## EXERCISE REQUIREMENTS
Write every entry out again exactly, please, and skip the pictures.

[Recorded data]
"""

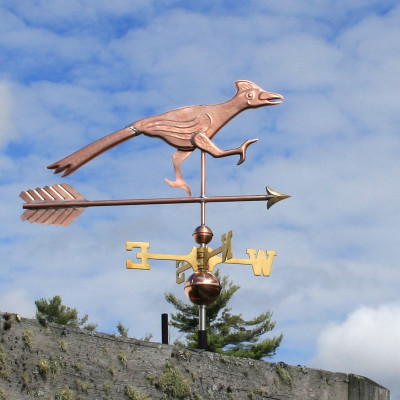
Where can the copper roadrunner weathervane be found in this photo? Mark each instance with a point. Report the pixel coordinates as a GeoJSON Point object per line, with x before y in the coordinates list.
{"type": "Point", "coordinates": [185, 129]}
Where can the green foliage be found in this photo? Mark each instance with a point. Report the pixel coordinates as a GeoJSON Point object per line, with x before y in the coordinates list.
{"type": "Point", "coordinates": [50, 367]}
{"type": "Point", "coordinates": [123, 331]}
{"type": "Point", "coordinates": [134, 394]}
{"type": "Point", "coordinates": [81, 385]}
{"type": "Point", "coordinates": [227, 333]}
{"type": "Point", "coordinates": [52, 310]}
{"type": "Point", "coordinates": [172, 382]}
{"type": "Point", "coordinates": [3, 394]}
{"type": "Point", "coordinates": [27, 338]}
{"type": "Point", "coordinates": [284, 374]}
{"type": "Point", "coordinates": [43, 368]}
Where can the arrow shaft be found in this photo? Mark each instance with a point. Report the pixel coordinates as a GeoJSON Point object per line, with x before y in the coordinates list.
{"type": "Point", "coordinates": [132, 202]}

"""

## FINAL ANSWER
Where can the copper roadrunner weathervane be found in this photo? Mark each instance with a point. Report the pixel coordinates as a GeoJSON Point object per line, with x before y in the coordinates list.
{"type": "Point", "coordinates": [185, 129]}
Where can the green foliage be found in this photo? Mark each instance with a point. Report the pixel coordinates as a GeoJSON Point object per line, with x before y in the coordinates list.
{"type": "Point", "coordinates": [50, 367]}
{"type": "Point", "coordinates": [123, 331]}
{"type": "Point", "coordinates": [134, 394]}
{"type": "Point", "coordinates": [81, 385]}
{"type": "Point", "coordinates": [227, 333]}
{"type": "Point", "coordinates": [52, 310]}
{"type": "Point", "coordinates": [172, 382]}
{"type": "Point", "coordinates": [3, 394]}
{"type": "Point", "coordinates": [27, 338]}
{"type": "Point", "coordinates": [284, 374]}
{"type": "Point", "coordinates": [43, 368]}
Where can the arrow shaft be found in this photo? Mark each instance with a point. Report the pixel coordinates as a GeoJSON Point object per line, with x before y in the coordinates list.
{"type": "Point", "coordinates": [132, 202]}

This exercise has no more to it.